◆ **TEXT EXCERPT**:
━━━━━━━━━━━━━━━━━━━━━━━━━━━━━━

Peak performance: How retailers used Google Cloud during Black Friday/Cyber MondayPeak performance: How retailers used Google Cloud during Black Friday/Cyber MondaySr. Director, Cloud Support

At Google Cloud, we work with businesses in a range of industries, and we’ve seen nearly every business experience peak events when their online traffic skyrockets. For retailers, their peak events are Black Friday and Cyber Monday (or BFCM)—the period right after Thanksgiving in the U.S., when holiday shopping starts. The weekend kicks off the all-important holiday shopping season of November and December, when an estimated 20% of all annual retail sales occur.

During an average day, online retail sales in the U.S. total about $1.4 billion, CNET reports. In contrast, on Black Friday 2018, U.S. online sales totaled $6.22 billion (up 24% from 2017). Cyber Monday 2018 sales surged to $7.9 billion (up 19% from 2017)—the biggest online sales day ever in the U.S., according to Adobe Analytics.  

Traffic to retailers’ mobile and shopping apps surges to levels unmatched during the rest of the year, and availability or scalability issues can result in millions of dollars of lost sales. Every year, there are well-publicized retail website crashes, so avoiding downtime—along with the accompanying reputation damage, unhappy customers and stressed, overworked IT teams—is particularly important for retailers.

We know that a solid technology infrastructure is the foundation for retailers to stay ahead of demand and succeed during this busy season. Beyond that, though, support for that infrastructure is essential. Support isn’t just activated if something goes wrong. Support for an event like Black Friday and Cyber Monday involves preparation well ahead of time, and includes testing, architecture reviews, capacity planning, operational drills, and war rooms during the event itself. We took a prescriptive approach to BFCM support, setting expectations and ownership early (more than six months ahead), to understand what each retail customer needed, both on their side and from our team.  

We’ll go through the steps that helped our retail customers have a fruitful and disaster-free season. These steps can generally help you prepare for your own peak event. We’ll also describe how one large-scale retail platform in particular—Shopify—had a successful BFCM using Google Cloud.

━━━━━━━━━━━━━━━━━━━━━━━━━━━━━━

◆ **PROVIDED DATA**:
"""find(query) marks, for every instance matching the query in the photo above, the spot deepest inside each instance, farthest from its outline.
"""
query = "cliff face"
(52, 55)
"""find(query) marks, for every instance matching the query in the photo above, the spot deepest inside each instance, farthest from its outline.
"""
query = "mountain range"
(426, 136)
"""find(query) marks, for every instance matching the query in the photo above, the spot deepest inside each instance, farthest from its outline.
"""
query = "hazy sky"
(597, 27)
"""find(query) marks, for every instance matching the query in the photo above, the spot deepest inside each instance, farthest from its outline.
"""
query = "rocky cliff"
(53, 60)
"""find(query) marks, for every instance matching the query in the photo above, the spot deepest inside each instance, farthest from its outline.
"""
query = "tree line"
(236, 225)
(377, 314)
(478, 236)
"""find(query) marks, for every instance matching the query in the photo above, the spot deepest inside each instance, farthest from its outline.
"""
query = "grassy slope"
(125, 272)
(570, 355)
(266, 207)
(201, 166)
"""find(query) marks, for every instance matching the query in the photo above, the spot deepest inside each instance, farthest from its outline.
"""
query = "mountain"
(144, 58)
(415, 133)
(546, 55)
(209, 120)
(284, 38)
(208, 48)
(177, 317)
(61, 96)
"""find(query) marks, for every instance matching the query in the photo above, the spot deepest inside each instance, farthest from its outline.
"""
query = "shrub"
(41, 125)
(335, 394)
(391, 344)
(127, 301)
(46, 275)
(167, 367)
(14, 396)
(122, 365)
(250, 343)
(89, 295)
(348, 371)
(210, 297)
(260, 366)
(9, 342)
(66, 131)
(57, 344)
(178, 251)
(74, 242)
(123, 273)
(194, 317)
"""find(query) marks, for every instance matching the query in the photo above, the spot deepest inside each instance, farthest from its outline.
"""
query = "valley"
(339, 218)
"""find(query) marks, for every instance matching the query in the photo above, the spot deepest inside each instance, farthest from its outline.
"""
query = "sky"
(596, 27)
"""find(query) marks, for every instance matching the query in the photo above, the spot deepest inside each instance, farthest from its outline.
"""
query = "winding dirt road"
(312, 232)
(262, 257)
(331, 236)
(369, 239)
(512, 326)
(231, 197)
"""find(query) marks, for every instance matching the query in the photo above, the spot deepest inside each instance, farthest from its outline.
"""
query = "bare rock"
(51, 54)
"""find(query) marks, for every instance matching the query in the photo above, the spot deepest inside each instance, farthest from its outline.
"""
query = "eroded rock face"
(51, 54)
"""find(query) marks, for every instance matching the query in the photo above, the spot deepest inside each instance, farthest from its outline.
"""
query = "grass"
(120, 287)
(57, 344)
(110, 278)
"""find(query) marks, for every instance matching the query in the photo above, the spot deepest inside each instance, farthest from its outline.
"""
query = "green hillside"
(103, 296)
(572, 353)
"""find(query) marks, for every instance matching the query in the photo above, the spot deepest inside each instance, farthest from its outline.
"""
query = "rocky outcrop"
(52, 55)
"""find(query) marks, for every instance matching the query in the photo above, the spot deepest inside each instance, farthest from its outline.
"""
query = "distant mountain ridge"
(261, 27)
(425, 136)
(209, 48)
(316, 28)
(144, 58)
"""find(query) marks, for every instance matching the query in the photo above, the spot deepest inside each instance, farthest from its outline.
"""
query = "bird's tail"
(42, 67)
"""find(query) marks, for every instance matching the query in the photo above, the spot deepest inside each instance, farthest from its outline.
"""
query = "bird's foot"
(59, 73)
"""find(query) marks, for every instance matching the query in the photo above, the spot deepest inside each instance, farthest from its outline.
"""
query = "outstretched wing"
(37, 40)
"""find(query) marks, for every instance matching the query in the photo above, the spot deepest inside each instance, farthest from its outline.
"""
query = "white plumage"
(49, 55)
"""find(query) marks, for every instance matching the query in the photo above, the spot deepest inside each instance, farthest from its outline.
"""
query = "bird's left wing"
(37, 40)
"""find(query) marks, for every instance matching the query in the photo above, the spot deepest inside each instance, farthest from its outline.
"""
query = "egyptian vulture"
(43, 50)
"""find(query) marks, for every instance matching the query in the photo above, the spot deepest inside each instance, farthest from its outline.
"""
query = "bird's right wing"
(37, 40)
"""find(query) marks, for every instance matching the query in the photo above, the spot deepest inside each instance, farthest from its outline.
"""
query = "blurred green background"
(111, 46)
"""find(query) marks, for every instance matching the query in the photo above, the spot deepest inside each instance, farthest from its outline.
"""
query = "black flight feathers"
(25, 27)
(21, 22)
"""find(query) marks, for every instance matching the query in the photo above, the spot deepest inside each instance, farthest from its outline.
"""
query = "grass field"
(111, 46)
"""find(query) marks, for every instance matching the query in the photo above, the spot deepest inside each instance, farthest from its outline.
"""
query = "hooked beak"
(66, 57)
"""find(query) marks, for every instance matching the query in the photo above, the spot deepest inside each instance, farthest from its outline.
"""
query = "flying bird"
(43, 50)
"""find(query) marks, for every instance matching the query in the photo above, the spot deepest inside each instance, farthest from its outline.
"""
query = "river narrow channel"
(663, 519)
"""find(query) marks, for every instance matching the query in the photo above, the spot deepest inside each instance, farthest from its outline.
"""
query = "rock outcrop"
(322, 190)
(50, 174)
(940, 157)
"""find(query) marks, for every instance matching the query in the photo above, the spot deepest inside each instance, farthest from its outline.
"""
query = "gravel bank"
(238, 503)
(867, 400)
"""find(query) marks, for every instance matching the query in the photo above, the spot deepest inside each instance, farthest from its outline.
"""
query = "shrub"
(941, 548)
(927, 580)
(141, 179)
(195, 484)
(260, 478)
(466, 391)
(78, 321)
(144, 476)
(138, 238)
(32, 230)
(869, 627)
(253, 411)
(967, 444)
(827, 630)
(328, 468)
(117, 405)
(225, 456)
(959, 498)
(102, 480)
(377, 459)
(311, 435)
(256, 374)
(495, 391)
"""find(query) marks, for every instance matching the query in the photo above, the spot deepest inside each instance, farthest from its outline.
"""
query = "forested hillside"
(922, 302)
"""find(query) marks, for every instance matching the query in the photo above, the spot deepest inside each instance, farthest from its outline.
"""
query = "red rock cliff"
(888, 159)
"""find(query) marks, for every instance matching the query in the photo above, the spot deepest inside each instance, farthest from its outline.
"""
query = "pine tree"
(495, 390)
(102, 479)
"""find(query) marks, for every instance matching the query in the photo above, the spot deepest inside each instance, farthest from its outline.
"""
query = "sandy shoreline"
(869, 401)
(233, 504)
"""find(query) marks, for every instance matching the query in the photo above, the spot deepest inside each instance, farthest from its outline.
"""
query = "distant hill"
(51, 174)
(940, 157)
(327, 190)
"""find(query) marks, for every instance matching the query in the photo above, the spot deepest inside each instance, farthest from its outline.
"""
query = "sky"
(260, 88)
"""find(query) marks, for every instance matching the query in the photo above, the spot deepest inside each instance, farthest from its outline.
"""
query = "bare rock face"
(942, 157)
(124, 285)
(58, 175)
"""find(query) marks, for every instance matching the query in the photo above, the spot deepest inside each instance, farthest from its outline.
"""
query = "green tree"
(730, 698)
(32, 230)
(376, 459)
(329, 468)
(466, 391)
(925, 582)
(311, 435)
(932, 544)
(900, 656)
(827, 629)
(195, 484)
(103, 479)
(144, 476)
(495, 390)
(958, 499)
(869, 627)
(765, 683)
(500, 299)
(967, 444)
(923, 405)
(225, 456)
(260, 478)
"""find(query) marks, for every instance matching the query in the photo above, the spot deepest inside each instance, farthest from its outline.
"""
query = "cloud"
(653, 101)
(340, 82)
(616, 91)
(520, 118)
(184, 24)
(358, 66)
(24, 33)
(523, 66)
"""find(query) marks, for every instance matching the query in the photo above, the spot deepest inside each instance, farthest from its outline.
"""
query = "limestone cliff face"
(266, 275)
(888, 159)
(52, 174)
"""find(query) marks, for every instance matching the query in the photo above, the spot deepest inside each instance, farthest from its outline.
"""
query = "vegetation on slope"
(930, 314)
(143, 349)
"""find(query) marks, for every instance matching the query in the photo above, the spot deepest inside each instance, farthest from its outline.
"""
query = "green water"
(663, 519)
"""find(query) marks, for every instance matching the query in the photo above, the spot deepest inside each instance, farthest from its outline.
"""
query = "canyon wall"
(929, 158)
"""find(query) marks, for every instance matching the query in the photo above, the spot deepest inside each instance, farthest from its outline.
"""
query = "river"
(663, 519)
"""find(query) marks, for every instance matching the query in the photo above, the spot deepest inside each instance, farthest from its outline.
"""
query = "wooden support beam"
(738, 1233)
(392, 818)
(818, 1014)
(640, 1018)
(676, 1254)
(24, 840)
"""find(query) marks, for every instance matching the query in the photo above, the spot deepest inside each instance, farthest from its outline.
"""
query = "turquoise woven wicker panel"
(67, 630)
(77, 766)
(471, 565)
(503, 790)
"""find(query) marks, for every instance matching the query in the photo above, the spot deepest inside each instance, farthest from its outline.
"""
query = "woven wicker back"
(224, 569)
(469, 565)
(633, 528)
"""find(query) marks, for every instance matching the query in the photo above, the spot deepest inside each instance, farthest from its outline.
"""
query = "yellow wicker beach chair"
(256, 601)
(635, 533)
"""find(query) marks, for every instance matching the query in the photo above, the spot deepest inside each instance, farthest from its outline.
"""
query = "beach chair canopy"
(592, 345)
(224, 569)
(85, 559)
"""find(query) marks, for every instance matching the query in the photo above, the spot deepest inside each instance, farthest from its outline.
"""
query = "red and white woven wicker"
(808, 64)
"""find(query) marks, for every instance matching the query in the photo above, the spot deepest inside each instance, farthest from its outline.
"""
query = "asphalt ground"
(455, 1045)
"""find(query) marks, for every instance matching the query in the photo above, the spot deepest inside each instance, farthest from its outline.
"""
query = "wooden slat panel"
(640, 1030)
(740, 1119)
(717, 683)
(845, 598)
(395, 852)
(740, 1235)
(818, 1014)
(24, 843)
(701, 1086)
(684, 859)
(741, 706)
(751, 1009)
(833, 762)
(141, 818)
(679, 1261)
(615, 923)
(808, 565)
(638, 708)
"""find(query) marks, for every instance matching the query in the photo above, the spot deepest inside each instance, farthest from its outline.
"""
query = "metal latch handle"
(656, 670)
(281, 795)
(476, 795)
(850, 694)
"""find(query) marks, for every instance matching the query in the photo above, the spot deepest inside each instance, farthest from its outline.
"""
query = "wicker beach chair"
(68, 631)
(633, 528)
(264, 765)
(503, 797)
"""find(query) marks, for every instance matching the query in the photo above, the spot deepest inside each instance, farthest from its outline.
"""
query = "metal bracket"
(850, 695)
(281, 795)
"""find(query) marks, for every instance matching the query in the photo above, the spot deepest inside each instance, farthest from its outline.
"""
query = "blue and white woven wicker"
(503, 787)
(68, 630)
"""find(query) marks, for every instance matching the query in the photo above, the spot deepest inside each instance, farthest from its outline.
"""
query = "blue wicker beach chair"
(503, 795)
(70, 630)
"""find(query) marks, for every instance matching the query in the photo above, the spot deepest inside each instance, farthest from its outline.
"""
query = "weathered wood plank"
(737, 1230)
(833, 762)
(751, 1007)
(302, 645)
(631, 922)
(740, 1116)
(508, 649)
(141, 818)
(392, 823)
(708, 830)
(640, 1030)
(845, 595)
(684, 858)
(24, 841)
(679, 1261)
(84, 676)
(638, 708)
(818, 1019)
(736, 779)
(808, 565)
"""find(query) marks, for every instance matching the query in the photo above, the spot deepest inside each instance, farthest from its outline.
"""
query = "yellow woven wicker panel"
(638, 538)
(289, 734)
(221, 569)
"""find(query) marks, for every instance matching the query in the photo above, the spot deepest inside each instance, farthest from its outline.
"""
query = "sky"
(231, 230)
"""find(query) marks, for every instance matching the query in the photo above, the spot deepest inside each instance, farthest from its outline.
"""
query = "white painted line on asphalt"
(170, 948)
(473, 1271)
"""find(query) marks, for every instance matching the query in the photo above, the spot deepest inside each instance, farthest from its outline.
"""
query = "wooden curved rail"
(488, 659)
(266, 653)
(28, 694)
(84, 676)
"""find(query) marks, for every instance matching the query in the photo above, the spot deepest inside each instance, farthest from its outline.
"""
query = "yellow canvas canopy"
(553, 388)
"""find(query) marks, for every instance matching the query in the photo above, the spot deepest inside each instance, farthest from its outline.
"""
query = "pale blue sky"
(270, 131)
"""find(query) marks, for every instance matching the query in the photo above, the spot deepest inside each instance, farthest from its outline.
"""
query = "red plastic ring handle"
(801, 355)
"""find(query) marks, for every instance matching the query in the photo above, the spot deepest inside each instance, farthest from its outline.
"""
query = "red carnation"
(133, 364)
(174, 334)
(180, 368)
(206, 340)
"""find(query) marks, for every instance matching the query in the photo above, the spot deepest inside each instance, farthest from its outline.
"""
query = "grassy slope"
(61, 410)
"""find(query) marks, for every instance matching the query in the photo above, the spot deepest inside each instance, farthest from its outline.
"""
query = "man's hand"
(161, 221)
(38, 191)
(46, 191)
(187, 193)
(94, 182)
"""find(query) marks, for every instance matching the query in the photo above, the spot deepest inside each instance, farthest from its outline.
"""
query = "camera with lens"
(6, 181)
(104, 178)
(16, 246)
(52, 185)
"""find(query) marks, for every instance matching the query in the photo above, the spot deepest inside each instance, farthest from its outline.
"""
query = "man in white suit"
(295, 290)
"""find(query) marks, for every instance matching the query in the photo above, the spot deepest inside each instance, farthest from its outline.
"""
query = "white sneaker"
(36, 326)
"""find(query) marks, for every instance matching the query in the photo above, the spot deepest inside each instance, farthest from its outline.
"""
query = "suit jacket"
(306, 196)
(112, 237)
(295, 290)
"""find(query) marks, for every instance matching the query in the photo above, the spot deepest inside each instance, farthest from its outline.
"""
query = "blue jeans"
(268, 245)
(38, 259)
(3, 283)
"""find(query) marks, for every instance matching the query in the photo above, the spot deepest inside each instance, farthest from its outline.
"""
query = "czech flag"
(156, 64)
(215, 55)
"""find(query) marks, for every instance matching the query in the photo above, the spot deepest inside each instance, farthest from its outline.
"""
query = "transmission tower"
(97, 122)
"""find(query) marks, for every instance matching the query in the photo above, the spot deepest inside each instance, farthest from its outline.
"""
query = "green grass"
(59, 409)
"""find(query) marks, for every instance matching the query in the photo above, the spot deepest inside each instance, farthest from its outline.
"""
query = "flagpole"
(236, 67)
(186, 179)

━━━━━━━━━━━━━━━━━━━━━━━━━━━━━━

◆ **PROBLEM SET**:
1. From the article on how retailers used Google Cloud during Black Friday/Cyber Monday, extract the passage starting with "During an average" and going on through "important for retailers.".
2. Continue the article on retailers' Black Friday/Cyber Monday preparations with Google Cloud from the point where it stops.

◆ **ANSWERS FOR THIS EXERCISE**:
1.
During an average day, online retail sales in the U.S. total about $1.4 billion, CNET reports. In contrast, on Black Friday 2018, U.S. online sales totaled $6.22 billion (up 24% from 2017). Cyber Monday 2018 sales surged to $7.9 billion (up 19% from 2017)—the biggest online sales day ever in the U.S., according to Adobe Analytics.  

Traffic to retailers’ mobile and shopping apps surges to levels unmatched during the rest of the year, and availability or scalability issues can result in millions of dollars of lost sales. Every year, there are well-publicized retail website crashes, so avoiding downtime—along with the accompanying reputation damage, unhappy customers and stressed, overworked IT teams—is particularly important for retailers.

2.
Preparing to support retailers on Black Friday/Cyber Monday

We started planning for Black Friday and Cyber Monday for our retail customers in the spring of 2018 to align with their typical preparation timeline. We formed a task force composed of representatives from Google Cloud’s Professional Services, Customer Engineering, Support, Customer Reliability Engineering (CRE), and Product and Engineering teams. We met regularly to strategize, develop tactics, and execute on those tactics with the goal of making sure Google team members and our GCP retail customers were well-prepared.

We focused on a few key technology areas where planning could help prevent any issues.

1. Early capacity planning

As early as May 2018, our account teams began reaching out to GCP retail customers. We discussed high-level planning, such as their particular holiday shopping objectives and the infrastructure capacity they might need to meet those goals.

We worked closely with retailers to review their architectures and advise on techniques to forecast and plan for increases in capacity before Black Friday, since scalability is essential when planning for traffic spikes. We conducted tests across teams and services, and stress-tested systems to uncover any constraints or weaknesses and remediate as needed. Those tailored preparations paid off across the board. With GCP capacity status firmly green—available—throughout Black Friday and Cyber Monday, shoppers visiting our retail customers’ sites could make their purchases without running into a slow or unresponsive site.

2. Reliability testing

Identifying potential reliability issues in a “pre-mortem” (an important component of CRE) was another preemptive step we took. Early on, our CRE team partnered with our retail customers to analyze the reliability of their infrastructures, and run through tabletop exercises to see how well-prepared the customer was in the face of a failure. In some cases, the Professional Services team helped perform load testing to make sure retailers’ platforms could handle expected levels of peak traffic, and in others we encouraged regular load testing and evaluation. And given how important mobile commerce has become, we also tested the performance and reliability of customers’ mobile apps. We also employed Apigee’s API monitoring tools to ensure API stability. We’ve seen APIs become more important in retail technology, since they allow more flexible, microservice-based e-commerce sites.

3. Operational war rooms

“What could possibly go wrong?”

That’s the million-dollar question to ask before a big IT event. We got together with our retail customers’ IT and engineering teams to explore and test for possible worst-case scenarios, like an entire site crash. We created a central Black Friday/Cyber Monday war room staffed with senior-level, experienced Googlers from the Professional Services, Support, and Site Reliability Engineering (SRE) teams. This team of first responders was prepared to use real-time communications to stay connected and address any problems as soon as they arose. This was in addition to understanding customer and vendor integrations and making sure escalation paths were defined ahead of time, so that customer expectations were clear for various channels.

During that weekend, we doubled the number of on-call support staff available to retail customers. In some cases, we placed account teams on-site at GCP and Apigee retail customer locations to help as needed. We monitored whether any retail customers were starting to have reliability or latency problems. If something needed to be triaged, the war room team kicked into action, tackling issues and advising on next steps. The Google war room team also had direct, open access to Google engineers and executives for additional support.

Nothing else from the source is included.